(Given data)
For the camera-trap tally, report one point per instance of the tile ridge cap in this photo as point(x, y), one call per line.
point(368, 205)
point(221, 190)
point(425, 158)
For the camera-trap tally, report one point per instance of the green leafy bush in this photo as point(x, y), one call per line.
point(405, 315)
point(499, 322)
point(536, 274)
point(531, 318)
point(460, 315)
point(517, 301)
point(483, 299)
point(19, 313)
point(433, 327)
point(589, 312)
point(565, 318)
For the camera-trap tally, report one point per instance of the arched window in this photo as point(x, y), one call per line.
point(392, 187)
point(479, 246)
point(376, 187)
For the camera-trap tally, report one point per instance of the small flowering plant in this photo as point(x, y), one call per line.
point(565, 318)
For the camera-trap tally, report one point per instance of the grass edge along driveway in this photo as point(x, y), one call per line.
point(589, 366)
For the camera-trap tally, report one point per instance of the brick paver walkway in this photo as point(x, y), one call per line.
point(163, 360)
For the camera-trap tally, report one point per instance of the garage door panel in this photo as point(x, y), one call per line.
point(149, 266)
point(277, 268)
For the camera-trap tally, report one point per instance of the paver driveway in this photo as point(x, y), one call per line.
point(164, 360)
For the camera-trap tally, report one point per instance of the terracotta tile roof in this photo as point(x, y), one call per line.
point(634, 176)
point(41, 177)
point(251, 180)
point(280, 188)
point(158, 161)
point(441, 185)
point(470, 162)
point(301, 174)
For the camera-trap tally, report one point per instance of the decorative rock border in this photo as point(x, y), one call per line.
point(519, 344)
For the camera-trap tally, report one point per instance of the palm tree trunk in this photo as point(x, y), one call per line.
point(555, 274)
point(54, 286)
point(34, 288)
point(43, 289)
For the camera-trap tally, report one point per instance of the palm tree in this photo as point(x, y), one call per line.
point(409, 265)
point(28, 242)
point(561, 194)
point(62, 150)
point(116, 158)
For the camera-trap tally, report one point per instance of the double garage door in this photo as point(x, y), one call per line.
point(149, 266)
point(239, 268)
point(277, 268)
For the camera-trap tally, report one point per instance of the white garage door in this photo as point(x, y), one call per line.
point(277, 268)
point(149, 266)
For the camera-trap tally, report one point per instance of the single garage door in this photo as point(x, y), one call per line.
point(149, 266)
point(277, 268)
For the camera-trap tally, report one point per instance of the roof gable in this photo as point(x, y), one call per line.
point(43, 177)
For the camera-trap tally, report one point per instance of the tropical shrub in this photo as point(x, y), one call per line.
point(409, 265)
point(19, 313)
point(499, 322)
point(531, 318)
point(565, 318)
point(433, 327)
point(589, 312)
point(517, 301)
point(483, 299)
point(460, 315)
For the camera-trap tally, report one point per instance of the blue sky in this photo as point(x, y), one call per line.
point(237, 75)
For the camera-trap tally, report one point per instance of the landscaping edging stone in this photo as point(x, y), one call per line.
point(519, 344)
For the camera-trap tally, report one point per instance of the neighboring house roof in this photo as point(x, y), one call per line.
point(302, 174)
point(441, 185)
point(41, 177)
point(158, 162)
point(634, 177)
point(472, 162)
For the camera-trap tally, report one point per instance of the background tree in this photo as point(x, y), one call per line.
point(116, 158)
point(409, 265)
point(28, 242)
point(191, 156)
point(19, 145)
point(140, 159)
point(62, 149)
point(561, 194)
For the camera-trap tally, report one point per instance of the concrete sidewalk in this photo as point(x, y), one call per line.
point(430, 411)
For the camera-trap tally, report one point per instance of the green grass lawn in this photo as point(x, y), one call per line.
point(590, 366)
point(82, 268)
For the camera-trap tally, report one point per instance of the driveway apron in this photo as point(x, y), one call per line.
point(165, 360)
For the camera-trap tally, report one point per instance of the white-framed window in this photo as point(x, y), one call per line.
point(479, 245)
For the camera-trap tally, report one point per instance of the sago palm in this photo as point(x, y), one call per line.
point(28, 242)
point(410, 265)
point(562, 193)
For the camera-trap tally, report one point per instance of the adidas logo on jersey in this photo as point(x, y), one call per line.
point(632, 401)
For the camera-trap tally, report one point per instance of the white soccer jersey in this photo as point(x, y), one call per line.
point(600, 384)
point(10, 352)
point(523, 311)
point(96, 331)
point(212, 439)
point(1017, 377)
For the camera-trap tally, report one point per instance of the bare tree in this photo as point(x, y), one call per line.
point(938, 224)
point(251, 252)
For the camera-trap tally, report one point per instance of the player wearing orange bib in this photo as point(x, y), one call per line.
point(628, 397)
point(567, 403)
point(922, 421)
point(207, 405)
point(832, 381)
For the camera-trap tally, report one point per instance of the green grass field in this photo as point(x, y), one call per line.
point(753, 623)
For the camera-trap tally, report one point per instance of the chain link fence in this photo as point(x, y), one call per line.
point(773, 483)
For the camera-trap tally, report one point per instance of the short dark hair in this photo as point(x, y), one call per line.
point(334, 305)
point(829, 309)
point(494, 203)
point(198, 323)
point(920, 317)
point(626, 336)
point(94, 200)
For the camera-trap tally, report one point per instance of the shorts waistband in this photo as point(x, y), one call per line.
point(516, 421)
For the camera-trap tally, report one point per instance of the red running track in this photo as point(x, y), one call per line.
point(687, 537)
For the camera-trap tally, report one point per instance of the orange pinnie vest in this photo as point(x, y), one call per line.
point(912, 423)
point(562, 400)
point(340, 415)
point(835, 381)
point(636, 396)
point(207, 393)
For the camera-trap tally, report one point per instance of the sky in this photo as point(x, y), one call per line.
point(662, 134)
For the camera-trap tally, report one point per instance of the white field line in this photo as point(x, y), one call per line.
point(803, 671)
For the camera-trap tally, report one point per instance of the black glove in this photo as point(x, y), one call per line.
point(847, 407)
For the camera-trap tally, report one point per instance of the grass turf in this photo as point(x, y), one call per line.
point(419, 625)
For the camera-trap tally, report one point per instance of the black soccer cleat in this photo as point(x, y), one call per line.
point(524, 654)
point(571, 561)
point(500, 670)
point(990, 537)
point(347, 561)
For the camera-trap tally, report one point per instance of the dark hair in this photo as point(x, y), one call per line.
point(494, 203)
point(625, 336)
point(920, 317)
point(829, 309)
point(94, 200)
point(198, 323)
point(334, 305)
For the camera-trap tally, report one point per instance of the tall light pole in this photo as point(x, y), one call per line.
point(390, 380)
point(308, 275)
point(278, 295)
(End Given data)
- Work to be completed -
Starting at the line that contains "the black soccer", write out every line through the end of the entries, exactly and with nothing added.

- Your response -
For the camera-trap tally, report one point per instance of the black soccer cleat in this photo as point(x, y), one call per line.
point(524, 654)
point(571, 561)
point(500, 670)
point(990, 537)
point(347, 561)
For the camera-trap tally, report one point per instance of the dark hair in this photo as point(x, y), one call per line.
point(494, 203)
point(625, 336)
point(920, 317)
point(829, 309)
point(94, 200)
point(198, 323)
point(334, 305)
For the camera-trap tally, report one point per instance of the tall light pole in this photo as point(x, y), one call per line.
point(390, 380)
point(308, 275)
point(278, 295)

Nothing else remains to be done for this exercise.